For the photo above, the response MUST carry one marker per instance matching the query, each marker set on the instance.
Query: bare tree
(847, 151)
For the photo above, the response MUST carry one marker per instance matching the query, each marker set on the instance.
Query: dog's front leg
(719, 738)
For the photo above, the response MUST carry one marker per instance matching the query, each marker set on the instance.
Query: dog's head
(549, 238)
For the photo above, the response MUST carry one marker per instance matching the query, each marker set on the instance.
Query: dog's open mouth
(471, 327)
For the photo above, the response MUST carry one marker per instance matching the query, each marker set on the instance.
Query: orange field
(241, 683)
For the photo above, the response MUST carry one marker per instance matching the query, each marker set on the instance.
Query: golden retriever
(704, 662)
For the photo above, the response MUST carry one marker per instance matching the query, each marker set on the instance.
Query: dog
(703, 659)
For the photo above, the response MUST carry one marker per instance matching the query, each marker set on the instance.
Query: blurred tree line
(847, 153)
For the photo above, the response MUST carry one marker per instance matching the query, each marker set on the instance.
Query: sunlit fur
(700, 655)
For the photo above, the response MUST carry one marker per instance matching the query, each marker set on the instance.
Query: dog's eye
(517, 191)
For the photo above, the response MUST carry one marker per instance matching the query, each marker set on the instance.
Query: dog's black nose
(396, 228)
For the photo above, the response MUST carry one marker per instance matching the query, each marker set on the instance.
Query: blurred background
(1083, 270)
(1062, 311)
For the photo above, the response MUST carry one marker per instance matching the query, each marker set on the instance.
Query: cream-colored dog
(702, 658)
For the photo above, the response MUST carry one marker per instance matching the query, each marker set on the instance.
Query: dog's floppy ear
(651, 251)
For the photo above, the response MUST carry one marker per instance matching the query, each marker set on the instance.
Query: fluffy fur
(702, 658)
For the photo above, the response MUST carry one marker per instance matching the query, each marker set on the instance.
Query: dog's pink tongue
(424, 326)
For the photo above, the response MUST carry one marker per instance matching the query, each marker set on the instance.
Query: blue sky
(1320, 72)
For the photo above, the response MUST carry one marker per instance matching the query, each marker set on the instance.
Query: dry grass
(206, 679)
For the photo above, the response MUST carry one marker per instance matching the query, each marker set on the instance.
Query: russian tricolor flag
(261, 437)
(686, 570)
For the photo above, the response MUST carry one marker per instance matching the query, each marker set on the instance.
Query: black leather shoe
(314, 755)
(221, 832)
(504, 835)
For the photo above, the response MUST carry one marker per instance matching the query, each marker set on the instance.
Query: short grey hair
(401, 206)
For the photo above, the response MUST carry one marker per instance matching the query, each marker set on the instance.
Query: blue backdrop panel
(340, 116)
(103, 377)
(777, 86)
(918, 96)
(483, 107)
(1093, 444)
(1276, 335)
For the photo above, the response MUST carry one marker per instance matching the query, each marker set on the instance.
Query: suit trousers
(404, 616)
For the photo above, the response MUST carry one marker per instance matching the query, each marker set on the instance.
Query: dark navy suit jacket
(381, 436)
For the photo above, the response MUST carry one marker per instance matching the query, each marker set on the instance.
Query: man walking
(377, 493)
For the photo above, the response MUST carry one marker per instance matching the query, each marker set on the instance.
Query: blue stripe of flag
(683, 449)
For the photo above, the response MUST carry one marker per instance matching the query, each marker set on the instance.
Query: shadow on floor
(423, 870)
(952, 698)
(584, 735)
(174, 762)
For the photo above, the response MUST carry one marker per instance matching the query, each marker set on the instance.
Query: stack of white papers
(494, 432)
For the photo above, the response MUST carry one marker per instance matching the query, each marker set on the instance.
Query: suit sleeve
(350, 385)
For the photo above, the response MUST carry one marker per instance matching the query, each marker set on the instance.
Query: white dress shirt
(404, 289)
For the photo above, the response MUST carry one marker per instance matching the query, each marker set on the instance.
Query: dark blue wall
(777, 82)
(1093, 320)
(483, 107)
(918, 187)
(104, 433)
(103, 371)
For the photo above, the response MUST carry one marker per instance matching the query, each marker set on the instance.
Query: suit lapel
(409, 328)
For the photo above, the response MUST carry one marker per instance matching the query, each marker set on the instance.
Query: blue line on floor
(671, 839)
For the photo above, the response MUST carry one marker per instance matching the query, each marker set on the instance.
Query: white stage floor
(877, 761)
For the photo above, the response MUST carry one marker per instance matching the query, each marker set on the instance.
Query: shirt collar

——————————

Reproduce the records above exactly as they appear.

For the photo above, the response MUST carry one marker per instance matching the query, each marker set on the instance.
Query: bare tree
(847, 151)
For the photo above, the response MUST carry one marker per instance matching the query, each marker set on the instance.
Query: dog's front leg
(719, 738)
For the photo above, the response MUST carry one marker per instance matching the query, each marker set on the instance.
Query: dog's head
(549, 238)
For the photo above, the response MUST carry one marker per instance matching the query, each marker set on the instance.
Query: dog's open mouth
(471, 327)
For the photo above, the response MUST carry one marker per instance matching the query, each marker set on the instance.
Query: orange field
(241, 683)
For the photo above, the response MUST carry one marker per instance matching the query, each marker set on the instance.
Query: golden retriever
(704, 662)
For the photo above, the response MUST carry one marker per instance matching the query, each marker set on the instance.
Query: dog
(703, 659)
For the photo above, the response MUST carry one marker per instance matching the query, each marker set on the instance.
Query: blurred tree line
(847, 153)
For the photo above, the response MUST carry one marker per instance matching the query, each marker set on the instance.
Query: sunlit fur
(700, 655)
For the photo above, the response MUST carry one marker per instance matching the query, each marker set on the instance.
Query: dog's eye
(517, 191)
For the photo above, the response MUST carry one marker per instance matching the query, each marker set on the instance.
Query: dog's black nose
(396, 228)
For the photo above, the response MUST carry one marker per instance matching the query, each marker set on the instance.
Query: blurred background
(1083, 270)
(1062, 311)
For the photo above, the response MUST carry one marker per instance matching the query, each marker set on the instance.
Query: cream-colored dog
(702, 658)
For the photo above, the response MUST carry one marker per instance matching the query, each marker set on the instance.
Query: dog's floppy ear
(651, 251)
For the photo above, the response MUST carry one marker per instance matching the query, each marker set on the instance.
Query: fluffy fur
(702, 658)
For the photo above, the response MUST carry one marker per instance matching the query, each marker set on the instance.
Query: dog's pink tongue
(424, 326)
For the photo above, the response MUST carry one marker per instance matching the query, each marker set on the instance.
Query: blue sky
(1320, 72)
For the photo above, the response MUST carry one marker per instance matching the query, each marker set on the instance.
Query: dry grass
(206, 679)
For the photo above, the response MUST carry one marker per instance matching the query, each marker set on the instance.
Query: russian tricolor flag
(261, 437)
(686, 570)
For the photo above, the response MUST carry one marker per instance matching the query, each marker set on the instance.
Query: black leather shoe
(314, 755)
(221, 832)
(504, 835)
For the photo above, the response MUST carry one marker per instance matching the query, each marker set on the instance.
Query: short grey hair
(401, 206)
For the photo above, the response MUST carry one marker per instance matching the query, each marker set on the instance.
Query: blue backdrop panel
(340, 116)
(103, 377)
(777, 86)
(918, 96)
(483, 107)
(1093, 444)
(1276, 335)
For the photo above, the response MUST carry one marker per instance matching the query, each marker set on the instance.
Query: suit trousers
(404, 616)
For the photo above, the response MUST carry one marker per instance matching the query, each marker set on the instance.
Query: dark navy suit jacket
(381, 436)
For the photo above, the response MUST carry one marker per instance matching the query, each marker set on the instance.
Query: man walking
(377, 493)
For the photo above, the response MUST carry one marker per instance matching the query, each marker set on the instance.
Query: blue stripe of flag
(683, 449)
For the photo above, the response MUST carry one marker per instance matching the query, each marker set on the instance.
Query: shadow on floor
(423, 870)
(952, 698)
(584, 735)
(174, 762)
For the photo above, the response MUST carry one marker per instance matching the query, each marker set on the instance.
Query: stack of white papers
(494, 432)
For the photo above, the response MUST carry one marker per instance matching the query, each marker set on the instance.
Query: suit sleeve
(350, 385)
For the photo above, the response MUST carry one marker per instance matching the query, each marker set on the instance.
Query: white dress shirt
(404, 289)
For the photo above, the response MUST carry one marker per instance matching the query, each marker set on the instance.
Query: dark blue wall
(777, 82)
(1093, 320)
(483, 107)
(918, 187)
(104, 433)
(103, 371)
For the photo above, the response MUST carry one marker per instance matching the query, each marker set on the instance.
Query: suit lapel
(409, 328)
For the photo above, the response MUST carry one marker per instance matching the query, each marker set on the instance.
Query: blue line on floor
(671, 839)
For the photo above, the response MUST carry one marker per instance matching the query, each marker set on the instance.
Query: white stage floor
(877, 761)
For the photo above, the response MUST carry one marker per instance matching the query, each marker set on the instance.
Query: shirt collar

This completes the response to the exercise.